═════ Material supplied
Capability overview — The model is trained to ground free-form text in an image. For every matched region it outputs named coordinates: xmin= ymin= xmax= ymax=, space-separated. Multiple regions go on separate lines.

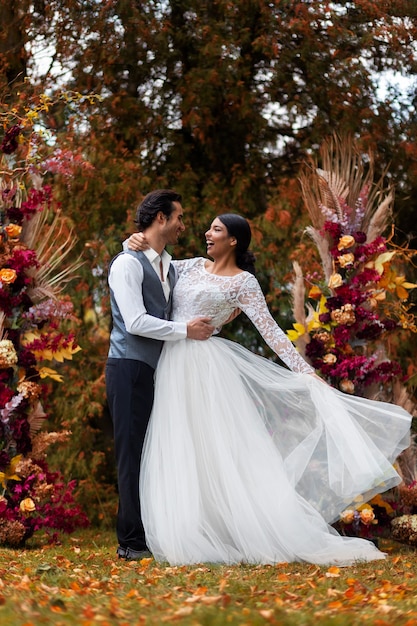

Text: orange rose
xmin=337 ymin=235 xmax=355 ymax=250
xmin=338 ymin=252 xmax=355 ymax=267
xmin=327 ymin=273 xmax=343 ymax=289
xmin=19 ymin=498 xmax=36 ymax=513
xmin=323 ymin=352 xmax=337 ymax=365
xmin=4 ymin=224 xmax=22 ymax=239
xmin=340 ymin=509 xmax=355 ymax=524
xmin=359 ymin=508 xmax=375 ymax=526
xmin=0 ymin=267 xmax=17 ymax=285
xmin=339 ymin=379 xmax=355 ymax=393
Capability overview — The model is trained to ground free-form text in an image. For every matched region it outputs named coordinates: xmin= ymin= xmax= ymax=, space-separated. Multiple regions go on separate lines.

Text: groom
xmin=106 ymin=189 xmax=214 ymax=560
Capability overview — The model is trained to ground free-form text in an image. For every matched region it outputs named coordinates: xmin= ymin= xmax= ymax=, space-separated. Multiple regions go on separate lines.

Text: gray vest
xmin=108 ymin=250 xmax=176 ymax=368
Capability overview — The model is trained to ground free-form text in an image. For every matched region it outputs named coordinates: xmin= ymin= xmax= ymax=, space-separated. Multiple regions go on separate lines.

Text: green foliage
xmin=0 ymin=0 xmax=417 ymax=520
xmin=0 ymin=529 xmax=417 ymax=626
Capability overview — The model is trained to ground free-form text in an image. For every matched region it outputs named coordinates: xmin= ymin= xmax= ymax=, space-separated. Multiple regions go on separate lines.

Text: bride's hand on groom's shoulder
xmin=127 ymin=233 xmax=149 ymax=252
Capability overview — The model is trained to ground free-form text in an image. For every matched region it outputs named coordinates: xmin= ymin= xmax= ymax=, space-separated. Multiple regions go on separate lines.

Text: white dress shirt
xmin=108 ymin=249 xmax=187 ymax=341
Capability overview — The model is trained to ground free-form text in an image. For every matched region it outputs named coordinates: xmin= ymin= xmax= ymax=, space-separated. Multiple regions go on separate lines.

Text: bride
xmin=129 ymin=214 xmax=411 ymax=565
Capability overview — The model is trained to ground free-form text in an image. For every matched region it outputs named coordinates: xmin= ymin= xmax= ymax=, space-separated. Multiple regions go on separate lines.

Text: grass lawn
xmin=0 ymin=529 xmax=417 ymax=626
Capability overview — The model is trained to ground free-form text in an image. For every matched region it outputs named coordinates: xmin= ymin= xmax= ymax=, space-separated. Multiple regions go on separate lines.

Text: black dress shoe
xmin=116 ymin=546 xmax=152 ymax=561
xmin=124 ymin=548 xmax=152 ymax=561
xmin=116 ymin=546 xmax=126 ymax=559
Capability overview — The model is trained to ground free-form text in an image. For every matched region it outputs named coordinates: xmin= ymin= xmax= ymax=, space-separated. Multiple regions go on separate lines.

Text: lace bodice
xmin=172 ymin=257 xmax=314 ymax=373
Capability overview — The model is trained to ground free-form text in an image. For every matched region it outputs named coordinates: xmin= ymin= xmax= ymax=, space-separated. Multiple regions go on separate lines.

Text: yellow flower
xmin=0 ymin=454 xmax=22 ymax=489
xmin=337 ymin=235 xmax=355 ymax=250
xmin=0 ymin=267 xmax=17 ymax=285
xmin=19 ymin=498 xmax=36 ymax=513
xmin=365 ymin=252 xmax=395 ymax=275
xmin=340 ymin=509 xmax=355 ymax=524
xmin=337 ymin=252 xmax=355 ymax=267
xmin=287 ymin=324 xmax=306 ymax=342
xmin=323 ymin=352 xmax=337 ymax=365
xmin=378 ymin=268 xmax=417 ymax=300
xmin=359 ymin=506 xmax=375 ymax=526
xmin=4 ymin=224 xmax=22 ymax=239
xmin=327 ymin=272 xmax=343 ymax=289
xmin=339 ymin=379 xmax=355 ymax=393
xmin=39 ymin=367 xmax=64 ymax=383
xmin=308 ymin=285 xmax=321 ymax=300
xmin=0 ymin=339 xmax=18 ymax=369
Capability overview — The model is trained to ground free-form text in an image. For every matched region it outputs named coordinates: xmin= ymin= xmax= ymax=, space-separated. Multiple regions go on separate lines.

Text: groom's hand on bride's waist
xmin=187 ymin=317 xmax=214 ymax=341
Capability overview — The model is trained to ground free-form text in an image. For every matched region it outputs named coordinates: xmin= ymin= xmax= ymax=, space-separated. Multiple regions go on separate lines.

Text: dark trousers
xmin=106 ymin=358 xmax=154 ymax=550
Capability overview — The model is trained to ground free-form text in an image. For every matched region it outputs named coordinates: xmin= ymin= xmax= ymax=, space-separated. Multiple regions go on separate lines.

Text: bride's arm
xmin=122 ymin=233 xmax=190 ymax=275
xmin=237 ymin=276 xmax=315 ymax=374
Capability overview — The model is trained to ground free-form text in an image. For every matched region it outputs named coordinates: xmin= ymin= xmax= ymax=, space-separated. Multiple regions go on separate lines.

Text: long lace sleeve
xmin=237 ymin=276 xmax=314 ymax=373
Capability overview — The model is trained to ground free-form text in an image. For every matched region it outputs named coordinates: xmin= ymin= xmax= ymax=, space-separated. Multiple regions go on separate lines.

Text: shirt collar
xmin=143 ymin=248 xmax=172 ymax=275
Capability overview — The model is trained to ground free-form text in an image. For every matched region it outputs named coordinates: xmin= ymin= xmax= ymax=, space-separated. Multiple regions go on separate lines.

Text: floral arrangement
xmin=288 ymin=137 xmax=417 ymax=537
xmin=0 ymin=98 xmax=92 ymax=546
xmin=288 ymin=139 xmax=417 ymax=395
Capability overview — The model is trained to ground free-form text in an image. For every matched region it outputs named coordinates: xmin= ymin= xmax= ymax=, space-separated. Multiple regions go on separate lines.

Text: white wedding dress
xmin=140 ymin=258 xmax=411 ymax=565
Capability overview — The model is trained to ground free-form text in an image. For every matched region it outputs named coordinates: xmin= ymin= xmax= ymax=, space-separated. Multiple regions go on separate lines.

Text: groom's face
xmin=164 ymin=202 xmax=185 ymax=245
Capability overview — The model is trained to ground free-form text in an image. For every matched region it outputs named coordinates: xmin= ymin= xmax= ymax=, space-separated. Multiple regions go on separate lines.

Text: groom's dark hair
xmin=135 ymin=189 xmax=182 ymax=230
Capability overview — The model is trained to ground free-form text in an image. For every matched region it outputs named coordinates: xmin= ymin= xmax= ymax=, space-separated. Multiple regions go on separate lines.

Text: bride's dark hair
xmin=217 ymin=213 xmax=255 ymax=274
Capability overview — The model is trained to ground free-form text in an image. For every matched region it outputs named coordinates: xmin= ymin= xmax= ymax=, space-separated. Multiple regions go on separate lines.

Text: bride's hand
xmin=127 ymin=233 xmax=149 ymax=252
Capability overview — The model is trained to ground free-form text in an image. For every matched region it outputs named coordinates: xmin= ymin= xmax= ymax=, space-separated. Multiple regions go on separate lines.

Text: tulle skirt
xmin=140 ymin=337 xmax=411 ymax=565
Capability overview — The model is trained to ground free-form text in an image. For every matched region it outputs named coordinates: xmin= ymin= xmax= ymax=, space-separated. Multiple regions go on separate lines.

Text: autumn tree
xmin=0 ymin=0 xmax=417 ymax=520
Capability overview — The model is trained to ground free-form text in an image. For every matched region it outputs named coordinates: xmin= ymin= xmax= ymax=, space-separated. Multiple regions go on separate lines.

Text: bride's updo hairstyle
xmin=217 ymin=213 xmax=255 ymax=274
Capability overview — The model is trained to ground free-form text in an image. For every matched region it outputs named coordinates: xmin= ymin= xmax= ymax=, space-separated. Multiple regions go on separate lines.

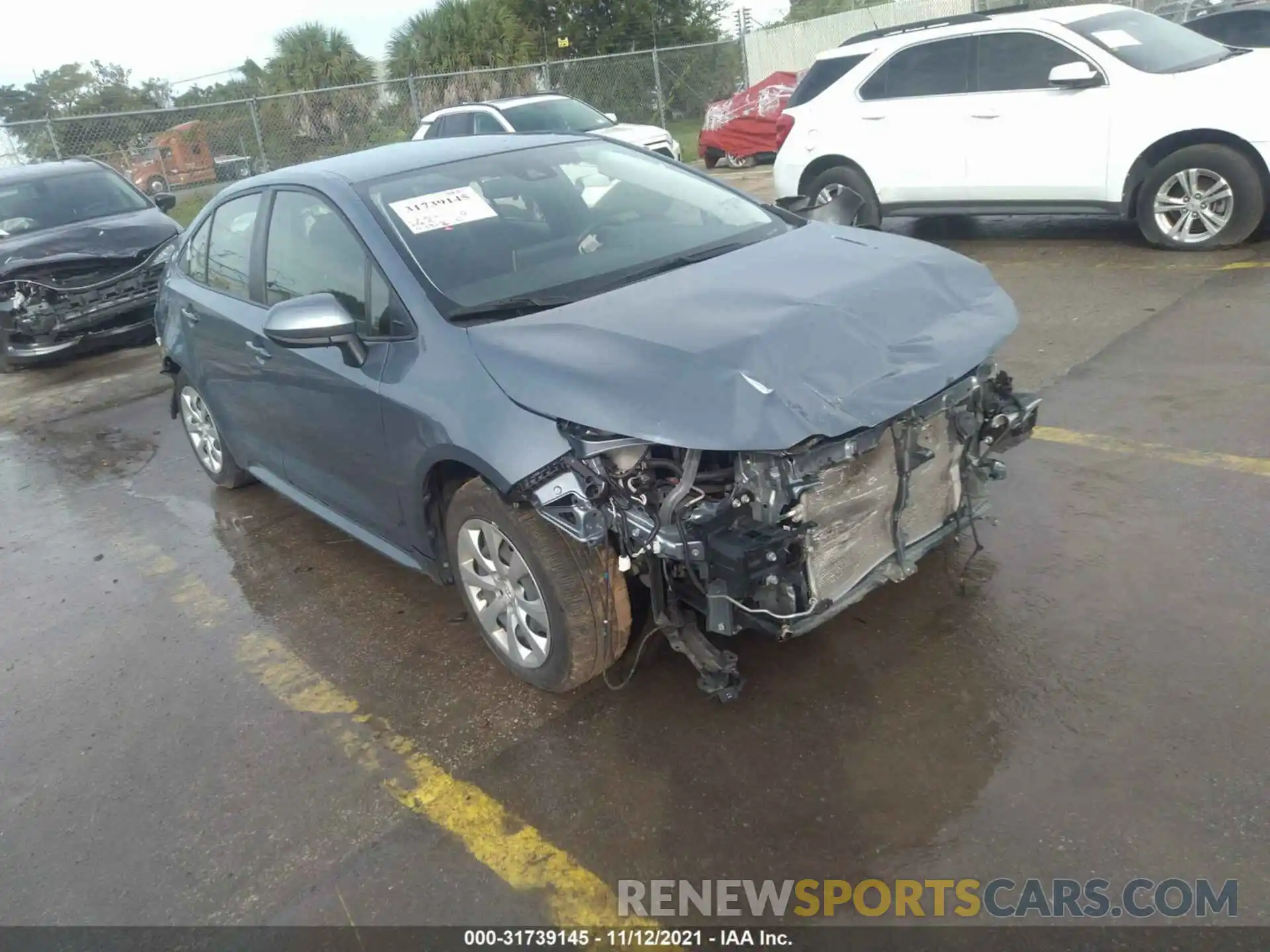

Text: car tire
xmin=1136 ymin=145 xmax=1266 ymax=251
xmin=806 ymin=165 xmax=881 ymax=222
xmin=444 ymin=479 xmax=631 ymax=692
xmin=175 ymin=371 xmax=255 ymax=489
xmin=0 ymin=330 xmax=18 ymax=373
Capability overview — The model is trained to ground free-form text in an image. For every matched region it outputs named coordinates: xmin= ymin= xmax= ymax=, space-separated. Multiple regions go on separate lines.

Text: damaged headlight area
xmin=517 ymin=364 xmax=1040 ymax=701
xmin=0 ymin=237 xmax=177 ymax=363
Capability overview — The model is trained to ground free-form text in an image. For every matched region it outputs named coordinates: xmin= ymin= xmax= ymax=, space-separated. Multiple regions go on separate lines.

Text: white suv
xmin=414 ymin=93 xmax=679 ymax=160
xmin=773 ymin=4 xmax=1270 ymax=250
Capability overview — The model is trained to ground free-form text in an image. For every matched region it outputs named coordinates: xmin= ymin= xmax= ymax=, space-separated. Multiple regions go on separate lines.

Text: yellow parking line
xmin=1033 ymin=426 xmax=1270 ymax=476
xmin=237 ymin=633 xmax=649 ymax=928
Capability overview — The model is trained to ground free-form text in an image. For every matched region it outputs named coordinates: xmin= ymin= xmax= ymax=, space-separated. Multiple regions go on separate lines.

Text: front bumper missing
xmin=0 ymin=274 xmax=159 ymax=364
xmin=675 ymin=374 xmax=1040 ymax=639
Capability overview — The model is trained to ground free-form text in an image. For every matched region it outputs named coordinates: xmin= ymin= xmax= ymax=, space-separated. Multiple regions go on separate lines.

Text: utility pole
xmin=733 ymin=7 xmax=754 ymax=87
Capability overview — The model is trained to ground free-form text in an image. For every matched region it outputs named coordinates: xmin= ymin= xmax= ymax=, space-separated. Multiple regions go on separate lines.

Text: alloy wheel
xmin=1153 ymin=169 xmax=1234 ymax=245
xmin=181 ymin=386 xmax=225 ymax=476
xmin=816 ymin=182 xmax=846 ymax=206
xmin=456 ymin=519 xmax=551 ymax=668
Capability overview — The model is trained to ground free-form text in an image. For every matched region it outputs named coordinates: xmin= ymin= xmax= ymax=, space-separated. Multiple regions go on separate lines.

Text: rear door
xmin=262 ymin=189 xmax=413 ymax=546
xmin=849 ymin=37 xmax=974 ymax=206
xmin=167 ymin=192 xmax=282 ymax=472
xmin=964 ymin=30 xmax=1119 ymax=203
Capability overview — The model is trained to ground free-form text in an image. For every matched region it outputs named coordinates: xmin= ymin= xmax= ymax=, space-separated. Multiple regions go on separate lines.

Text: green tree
xmin=388 ymin=0 xmax=542 ymax=79
xmin=260 ymin=23 xmax=374 ymax=93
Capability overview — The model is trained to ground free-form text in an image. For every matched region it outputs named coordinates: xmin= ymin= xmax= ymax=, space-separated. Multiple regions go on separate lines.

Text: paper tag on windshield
xmin=1093 ymin=29 xmax=1142 ymax=50
xmin=389 ymin=185 xmax=498 ymax=235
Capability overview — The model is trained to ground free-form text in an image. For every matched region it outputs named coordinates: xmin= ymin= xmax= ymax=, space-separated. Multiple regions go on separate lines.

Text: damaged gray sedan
xmin=157 ymin=136 xmax=1039 ymax=701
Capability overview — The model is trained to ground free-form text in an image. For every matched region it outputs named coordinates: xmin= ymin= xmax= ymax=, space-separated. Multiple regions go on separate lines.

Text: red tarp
xmin=697 ymin=72 xmax=799 ymax=159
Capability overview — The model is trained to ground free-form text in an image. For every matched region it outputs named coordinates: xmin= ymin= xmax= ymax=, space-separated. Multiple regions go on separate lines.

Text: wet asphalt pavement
xmin=0 ymin=184 xmax=1270 ymax=926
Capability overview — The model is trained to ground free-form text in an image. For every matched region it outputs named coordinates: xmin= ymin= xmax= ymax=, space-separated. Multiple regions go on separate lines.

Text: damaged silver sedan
xmin=157 ymin=136 xmax=1039 ymax=701
xmin=0 ymin=159 xmax=181 ymax=372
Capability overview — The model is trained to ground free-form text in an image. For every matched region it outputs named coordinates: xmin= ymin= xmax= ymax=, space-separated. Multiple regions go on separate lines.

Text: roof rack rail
xmin=838 ymin=13 xmax=990 ymax=46
xmin=838 ymin=4 xmax=1031 ymax=46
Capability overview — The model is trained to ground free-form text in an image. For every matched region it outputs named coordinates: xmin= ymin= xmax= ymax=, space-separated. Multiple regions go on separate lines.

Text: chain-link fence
xmin=745 ymin=0 xmax=1160 ymax=83
xmin=0 ymin=40 xmax=744 ymax=192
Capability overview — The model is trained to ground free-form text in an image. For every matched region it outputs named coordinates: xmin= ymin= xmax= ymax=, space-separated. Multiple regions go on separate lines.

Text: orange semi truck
xmin=123 ymin=120 xmax=251 ymax=194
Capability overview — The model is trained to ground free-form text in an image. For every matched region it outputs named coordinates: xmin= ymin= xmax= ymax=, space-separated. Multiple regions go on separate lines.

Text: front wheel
xmin=1138 ymin=145 xmax=1265 ymax=251
xmin=444 ymin=479 xmax=631 ymax=692
xmin=177 ymin=371 xmax=254 ymax=489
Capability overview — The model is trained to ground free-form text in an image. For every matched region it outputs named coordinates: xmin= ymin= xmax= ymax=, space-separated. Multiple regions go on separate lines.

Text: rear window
xmin=1067 ymin=10 xmax=1230 ymax=73
xmin=0 ymin=165 xmax=150 ymax=237
xmin=785 ymin=54 xmax=868 ymax=109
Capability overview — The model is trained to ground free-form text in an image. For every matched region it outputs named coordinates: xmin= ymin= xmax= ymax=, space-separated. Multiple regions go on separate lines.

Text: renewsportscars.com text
xmin=617 ymin=877 xmax=1238 ymax=919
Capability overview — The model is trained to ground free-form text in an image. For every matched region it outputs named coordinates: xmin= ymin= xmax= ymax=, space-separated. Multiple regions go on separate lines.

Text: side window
xmin=976 ymin=33 xmax=1085 ymax=93
xmin=264 ymin=192 xmax=392 ymax=338
xmin=207 ymin=194 xmax=261 ymax=301
xmin=860 ymin=37 xmax=974 ymax=99
xmin=177 ymin=219 xmax=212 ymax=284
xmin=472 ymin=113 xmax=507 ymax=136
xmin=785 ymin=54 xmax=870 ymax=109
xmin=1186 ymin=10 xmax=1270 ymax=47
xmin=437 ymin=113 xmax=472 ymax=138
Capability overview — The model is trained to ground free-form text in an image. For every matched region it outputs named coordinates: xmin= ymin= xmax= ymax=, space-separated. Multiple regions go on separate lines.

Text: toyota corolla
xmin=156 ymin=135 xmax=1039 ymax=701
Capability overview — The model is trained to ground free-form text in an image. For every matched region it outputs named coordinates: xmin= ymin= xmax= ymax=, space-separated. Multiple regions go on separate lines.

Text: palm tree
xmin=388 ymin=0 xmax=530 ymax=79
xmin=261 ymin=23 xmax=374 ymax=138
xmin=264 ymin=23 xmax=374 ymax=93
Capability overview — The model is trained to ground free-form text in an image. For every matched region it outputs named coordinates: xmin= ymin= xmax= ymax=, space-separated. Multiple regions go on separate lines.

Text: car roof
xmin=233 ymin=132 xmax=591 ymax=194
xmin=423 ymin=93 xmax=573 ymax=123
xmin=816 ymin=4 xmax=1133 ymax=60
xmin=0 ymin=159 xmax=114 ymax=182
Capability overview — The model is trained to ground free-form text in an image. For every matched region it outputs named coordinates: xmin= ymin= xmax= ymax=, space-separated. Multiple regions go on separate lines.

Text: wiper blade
xmin=599 ymin=241 xmax=751 ymax=287
xmin=450 ymin=294 xmax=578 ymax=320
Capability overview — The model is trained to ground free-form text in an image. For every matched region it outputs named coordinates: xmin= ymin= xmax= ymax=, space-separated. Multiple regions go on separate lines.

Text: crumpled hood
xmin=468 ymin=222 xmax=1019 ymax=451
xmin=0 ymin=208 xmax=181 ymax=278
xmin=595 ymin=122 xmax=671 ymax=146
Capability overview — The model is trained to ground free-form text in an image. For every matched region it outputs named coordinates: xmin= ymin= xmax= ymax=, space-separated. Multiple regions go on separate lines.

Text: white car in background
xmin=773 ymin=4 xmax=1270 ymax=250
xmin=414 ymin=93 xmax=681 ymax=161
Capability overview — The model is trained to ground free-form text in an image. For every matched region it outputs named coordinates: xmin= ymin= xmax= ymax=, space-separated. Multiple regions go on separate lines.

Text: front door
xmin=965 ymin=30 xmax=1119 ymax=203
xmin=259 ymin=190 xmax=405 ymax=545
xmin=170 ymin=193 xmax=282 ymax=472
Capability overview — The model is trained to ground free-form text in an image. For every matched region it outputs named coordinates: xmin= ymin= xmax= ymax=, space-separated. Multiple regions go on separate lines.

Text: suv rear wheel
xmin=446 ymin=480 xmax=631 ymax=692
xmin=1138 ymin=145 xmax=1266 ymax=251
xmin=806 ymin=165 xmax=881 ymax=227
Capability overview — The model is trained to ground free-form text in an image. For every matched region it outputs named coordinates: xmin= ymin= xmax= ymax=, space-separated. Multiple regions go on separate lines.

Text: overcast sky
xmin=0 ymin=0 xmax=788 ymax=87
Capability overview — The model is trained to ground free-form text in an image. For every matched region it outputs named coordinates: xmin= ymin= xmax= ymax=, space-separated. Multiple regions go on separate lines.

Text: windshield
xmin=363 ymin=141 xmax=791 ymax=317
xmin=503 ymin=99 xmax=613 ymax=132
xmin=1067 ymin=10 xmax=1230 ymax=72
xmin=0 ymin=167 xmax=149 ymax=237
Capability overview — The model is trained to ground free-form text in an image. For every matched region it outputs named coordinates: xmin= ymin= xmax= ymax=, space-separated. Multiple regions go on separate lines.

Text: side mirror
xmin=1049 ymin=60 xmax=1103 ymax=89
xmin=264 ymin=292 xmax=367 ymax=367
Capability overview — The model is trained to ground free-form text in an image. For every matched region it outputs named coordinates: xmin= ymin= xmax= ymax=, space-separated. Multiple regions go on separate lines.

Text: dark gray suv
xmin=157 ymin=135 xmax=1039 ymax=699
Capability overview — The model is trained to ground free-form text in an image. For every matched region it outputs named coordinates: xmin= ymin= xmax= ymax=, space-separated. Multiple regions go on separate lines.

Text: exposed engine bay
xmin=0 ymin=244 xmax=174 ymax=362
xmin=517 ymin=364 xmax=1040 ymax=701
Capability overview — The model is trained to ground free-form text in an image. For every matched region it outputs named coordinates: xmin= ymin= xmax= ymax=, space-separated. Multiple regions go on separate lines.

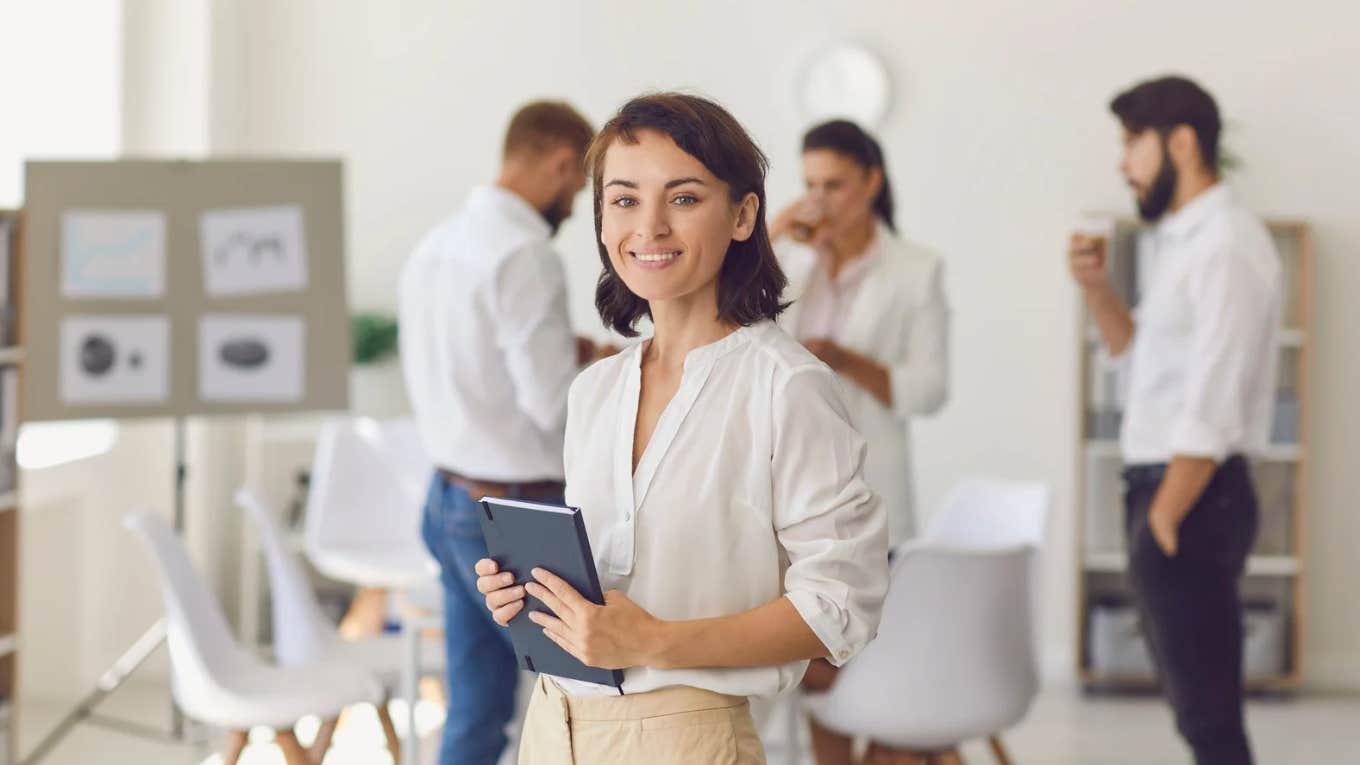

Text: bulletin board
xmin=20 ymin=159 xmax=350 ymax=421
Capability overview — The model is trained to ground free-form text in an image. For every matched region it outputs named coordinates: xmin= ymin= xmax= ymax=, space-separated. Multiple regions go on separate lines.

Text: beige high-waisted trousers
xmin=520 ymin=675 xmax=764 ymax=765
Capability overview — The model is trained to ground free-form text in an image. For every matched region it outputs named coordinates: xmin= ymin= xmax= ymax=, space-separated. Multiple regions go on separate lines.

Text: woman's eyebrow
xmin=604 ymin=177 xmax=704 ymax=189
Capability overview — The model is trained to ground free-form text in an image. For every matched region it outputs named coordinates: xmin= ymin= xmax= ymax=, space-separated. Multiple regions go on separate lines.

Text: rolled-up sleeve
xmin=888 ymin=260 xmax=949 ymax=418
xmin=771 ymin=365 xmax=888 ymax=666
xmin=1171 ymin=246 xmax=1277 ymax=461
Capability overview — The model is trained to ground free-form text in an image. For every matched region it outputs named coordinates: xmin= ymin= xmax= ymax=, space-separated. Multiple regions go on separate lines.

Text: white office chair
xmin=235 ymin=489 xmax=445 ymax=757
xmin=805 ymin=481 xmax=1049 ymax=765
xmin=124 ymin=513 xmax=384 ymax=765
xmin=235 ymin=489 xmax=443 ymax=686
xmin=303 ymin=418 xmax=439 ymax=589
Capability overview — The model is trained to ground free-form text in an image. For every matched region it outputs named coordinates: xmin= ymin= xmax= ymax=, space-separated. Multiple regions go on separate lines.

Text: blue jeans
xmin=420 ymin=474 xmax=541 ymax=765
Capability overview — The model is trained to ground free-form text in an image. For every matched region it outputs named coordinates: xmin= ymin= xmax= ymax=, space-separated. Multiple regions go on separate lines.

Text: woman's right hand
xmin=475 ymin=558 xmax=524 ymax=626
xmin=770 ymin=196 xmax=827 ymax=244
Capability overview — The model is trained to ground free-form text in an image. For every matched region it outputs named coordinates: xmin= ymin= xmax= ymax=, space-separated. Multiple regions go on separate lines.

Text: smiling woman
xmin=476 ymin=94 xmax=887 ymax=765
xmin=586 ymin=94 xmax=787 ymax=338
══════════
Task brief: Pull out every line in the material above that contains the word "yellow", matching case exactly.

Solution to this exercise:
Text: yellow flower
Text: yellow parking line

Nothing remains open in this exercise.